(Beginning of Supplied data)
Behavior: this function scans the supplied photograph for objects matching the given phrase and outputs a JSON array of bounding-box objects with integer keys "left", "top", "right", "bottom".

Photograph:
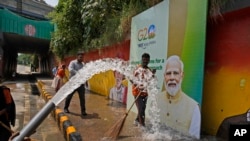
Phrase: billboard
[{"left": 129, "top": 0, "right": 207, "bottom": 139}]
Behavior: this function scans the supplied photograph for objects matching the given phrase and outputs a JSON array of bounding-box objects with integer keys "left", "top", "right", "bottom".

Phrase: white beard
[{"left": 165, "top": 80, "right": 182, "bottom": 96}]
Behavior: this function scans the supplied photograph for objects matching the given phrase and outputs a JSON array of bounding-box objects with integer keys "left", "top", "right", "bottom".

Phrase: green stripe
(End of Supplied data)
Exercise: Reproduce exactly the line containing "Phrase: billboard" and all lines after it through the end of the listing above; leave out every earlier line.

Result below:
Phrase: billboard
[{"left": 129, "top": 0, "right": 207, "bottom": 139}]
Behavior: this function scans the supplied photograph for objects matching the given phrase and outputs a JSON array of bounding-box objects with integer keys "left", "top", "right", "bottom".

Phrase: white beard
[{"left": 165, "top": 80, "right": 182, "bottom": 96}]
Behavior: this function scans the supplied photograph for objects matching the given phrase and outputs a JSON array of bounding-box objects with integer keys "left", "top", "right", "bottom".

Phrase: green stripe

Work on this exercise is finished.